練習任務:
1. 在這段講初到上海的文字裡,「我」暫住的房子在幾樓?
2. 請輸出這段講初到上海的文字中從「11月初,終于到了上海。五十」起、一直到「上海比深圳冷多了,我整個人從精神到肉体都萎縮了。」為止的部分,首尾兩處都包括在內,原文照錄。
3. 請接著這段講初到上海的文字的最後一句,往下續寫後面的內容。

+++ 閱讀節選

11月初,終于到了上海。五十年前的今天,一個四川老鄉在這里當市長。我是不准備這么快就當市長的,先看看情況再說吧。
在英國認識的一個科學家兄長慷慨相助,留我在他的出國的好友T兄台的房子里暫住。29樓。唉,要是我的寫字間在這個高度多好。站在百葉窗前,聽著呼啦呼啦的風聲,鳥瞰著不遠處的肮臟的水道和行將就木的破民房,几個小家伙圍著破房子轉呢。18年前,我就是他們中的一個。
上海比深圳冷多了,我整個人從精神到肉体都萎縮了。
我有三個包,孫悟空,豬八戒和沙和尚。由大到小,登山包,旅行箱,書包。都跟了我几年了。洗澡,收拾,睡覺。一早起來,這台簡歷制造机器又幵始工作了。

++++++
+++ 記錄節選

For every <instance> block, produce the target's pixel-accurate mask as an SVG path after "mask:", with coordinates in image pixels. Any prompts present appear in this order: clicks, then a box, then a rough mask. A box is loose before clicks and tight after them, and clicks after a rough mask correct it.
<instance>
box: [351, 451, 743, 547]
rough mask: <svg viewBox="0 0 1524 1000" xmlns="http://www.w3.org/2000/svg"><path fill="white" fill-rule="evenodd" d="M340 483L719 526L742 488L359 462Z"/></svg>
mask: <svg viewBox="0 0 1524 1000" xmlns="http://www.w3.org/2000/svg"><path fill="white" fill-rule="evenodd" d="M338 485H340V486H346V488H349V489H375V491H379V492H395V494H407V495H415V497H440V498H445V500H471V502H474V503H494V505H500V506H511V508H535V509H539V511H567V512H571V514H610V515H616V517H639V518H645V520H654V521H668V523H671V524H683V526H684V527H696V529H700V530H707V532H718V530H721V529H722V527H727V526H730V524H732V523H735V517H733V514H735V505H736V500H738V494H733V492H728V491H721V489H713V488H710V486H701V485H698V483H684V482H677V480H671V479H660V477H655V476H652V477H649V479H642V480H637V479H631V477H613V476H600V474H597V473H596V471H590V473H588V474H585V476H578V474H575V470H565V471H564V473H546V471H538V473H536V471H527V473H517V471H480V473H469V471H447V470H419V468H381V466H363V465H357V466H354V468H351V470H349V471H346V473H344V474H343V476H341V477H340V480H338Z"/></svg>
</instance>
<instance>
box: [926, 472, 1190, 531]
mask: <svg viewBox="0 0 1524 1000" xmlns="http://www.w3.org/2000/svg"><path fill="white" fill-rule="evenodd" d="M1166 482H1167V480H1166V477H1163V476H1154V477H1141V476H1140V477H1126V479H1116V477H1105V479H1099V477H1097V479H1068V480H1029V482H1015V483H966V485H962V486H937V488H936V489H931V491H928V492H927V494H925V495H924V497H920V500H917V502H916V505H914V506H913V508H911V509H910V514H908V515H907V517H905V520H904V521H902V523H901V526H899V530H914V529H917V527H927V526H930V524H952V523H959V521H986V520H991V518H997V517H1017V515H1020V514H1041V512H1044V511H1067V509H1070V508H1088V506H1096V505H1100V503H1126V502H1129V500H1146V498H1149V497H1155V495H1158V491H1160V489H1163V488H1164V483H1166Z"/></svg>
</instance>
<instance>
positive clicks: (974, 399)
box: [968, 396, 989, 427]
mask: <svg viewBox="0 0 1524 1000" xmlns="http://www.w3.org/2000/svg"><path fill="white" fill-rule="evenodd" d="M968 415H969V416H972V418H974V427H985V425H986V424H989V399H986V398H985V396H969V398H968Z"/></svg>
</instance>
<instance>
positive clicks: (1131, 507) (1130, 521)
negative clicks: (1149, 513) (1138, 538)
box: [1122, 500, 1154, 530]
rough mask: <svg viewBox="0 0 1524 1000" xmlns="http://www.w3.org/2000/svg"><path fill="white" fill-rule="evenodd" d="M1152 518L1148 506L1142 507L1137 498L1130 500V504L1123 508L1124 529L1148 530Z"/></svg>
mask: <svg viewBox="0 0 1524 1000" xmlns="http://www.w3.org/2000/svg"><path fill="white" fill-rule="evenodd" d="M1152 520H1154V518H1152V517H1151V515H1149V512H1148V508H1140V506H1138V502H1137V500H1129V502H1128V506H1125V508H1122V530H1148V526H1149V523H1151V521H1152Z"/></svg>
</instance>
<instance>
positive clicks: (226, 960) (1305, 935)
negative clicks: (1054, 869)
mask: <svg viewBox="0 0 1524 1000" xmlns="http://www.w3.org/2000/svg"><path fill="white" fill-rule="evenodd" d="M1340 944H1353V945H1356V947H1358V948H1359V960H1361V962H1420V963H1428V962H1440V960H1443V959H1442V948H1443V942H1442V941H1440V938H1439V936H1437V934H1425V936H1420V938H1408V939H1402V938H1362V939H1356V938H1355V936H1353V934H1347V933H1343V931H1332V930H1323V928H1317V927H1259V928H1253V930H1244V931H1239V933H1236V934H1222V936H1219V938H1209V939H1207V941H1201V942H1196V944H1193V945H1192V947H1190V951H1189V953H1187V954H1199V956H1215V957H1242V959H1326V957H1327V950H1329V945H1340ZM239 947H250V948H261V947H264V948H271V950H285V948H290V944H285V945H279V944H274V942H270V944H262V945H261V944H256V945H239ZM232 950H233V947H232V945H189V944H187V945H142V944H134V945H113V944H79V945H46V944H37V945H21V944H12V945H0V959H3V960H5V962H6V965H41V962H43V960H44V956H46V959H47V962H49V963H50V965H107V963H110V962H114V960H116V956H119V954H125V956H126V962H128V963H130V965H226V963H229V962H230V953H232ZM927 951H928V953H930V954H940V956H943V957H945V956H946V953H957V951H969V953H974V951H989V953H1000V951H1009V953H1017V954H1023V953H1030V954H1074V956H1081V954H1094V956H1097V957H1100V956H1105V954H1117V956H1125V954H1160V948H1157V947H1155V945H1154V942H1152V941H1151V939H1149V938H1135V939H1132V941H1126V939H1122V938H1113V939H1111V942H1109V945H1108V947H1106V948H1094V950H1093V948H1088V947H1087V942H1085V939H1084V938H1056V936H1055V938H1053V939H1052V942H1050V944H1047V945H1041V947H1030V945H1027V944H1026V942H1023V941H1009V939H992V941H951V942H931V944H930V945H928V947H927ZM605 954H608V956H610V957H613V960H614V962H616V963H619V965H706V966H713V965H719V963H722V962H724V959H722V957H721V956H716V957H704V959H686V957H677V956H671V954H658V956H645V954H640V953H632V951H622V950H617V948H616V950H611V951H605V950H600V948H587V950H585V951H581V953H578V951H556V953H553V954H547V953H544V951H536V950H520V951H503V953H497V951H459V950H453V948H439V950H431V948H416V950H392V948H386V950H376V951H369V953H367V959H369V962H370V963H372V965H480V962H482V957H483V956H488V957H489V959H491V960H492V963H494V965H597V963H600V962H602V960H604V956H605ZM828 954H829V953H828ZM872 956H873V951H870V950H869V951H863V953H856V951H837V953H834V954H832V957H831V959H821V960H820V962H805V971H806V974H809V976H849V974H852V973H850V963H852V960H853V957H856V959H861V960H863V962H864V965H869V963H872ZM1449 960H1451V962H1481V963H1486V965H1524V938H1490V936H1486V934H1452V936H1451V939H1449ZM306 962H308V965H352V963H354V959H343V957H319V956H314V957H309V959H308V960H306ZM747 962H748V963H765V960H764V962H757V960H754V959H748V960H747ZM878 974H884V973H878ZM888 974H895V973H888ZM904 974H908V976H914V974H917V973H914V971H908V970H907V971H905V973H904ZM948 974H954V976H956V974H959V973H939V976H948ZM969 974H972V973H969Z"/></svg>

++++++

參考答案:
1. 29樓。

2.
11月初,終于到了上海。五十年前的今天,一個四川老鄉在這里當市長。我是不准備這么快就當市長的,先看看情況再說吧。
在英國認識的一個科學家兄長慷慨相助,留我在他的出國的好友T兄台的房子里暫住。29樓。唉,要是我的寫字間在這個高度多好。站在百葉窗前,聽著呼啦呼啦的風聲,鳥瞰著不遠處的肮臟的水道和行將就木的破民房,几個小家伙圍著破房子轉呢。18年前,我就是他們中的一個。
上海比深圳冷多了,我整個人從精神到肉体都萎縮了。

3.
參加了几次招聘會,人山人海。沒什么好工作。保險公司挺熱鬧的。然后就是期貨公司,嚷嚷著:“我們要的是跨世紀人才,有眼光,有魄力,有知識,有口才,有上進心”。一問底薪,800塊錢。有上進心的人都跑了。
回來后寫了個小品:招聘的故事1
我來到一個招聘單位的展台前,端正的遞上簡歷。封面寫著我是留學生。“你從英國回來?海歸派呀!”收簡歷的先生給我遞上他的名片---“舒舒服服包裝公司副總經理---長長久久”。以下簡稱“長總”。
他翻著我的簡歷,說,“英國是個老齡化國家呀”。我忙附和:“對對,連BBC的播音員,護士等職位都是被老年人占据的。”
“嗯,我們正在考慮打入英國市場”。我忙說,“希望能為貴公司效力”。
“你沒有英文名嗎?”他已經翻完了。
“哦,沒有,長總。出于保种的需要。”
“隨著中國加入WTO,我們的外國客戶會越來越多,現在我們在上海的外國人業務就幵展得很好……”長總接著說。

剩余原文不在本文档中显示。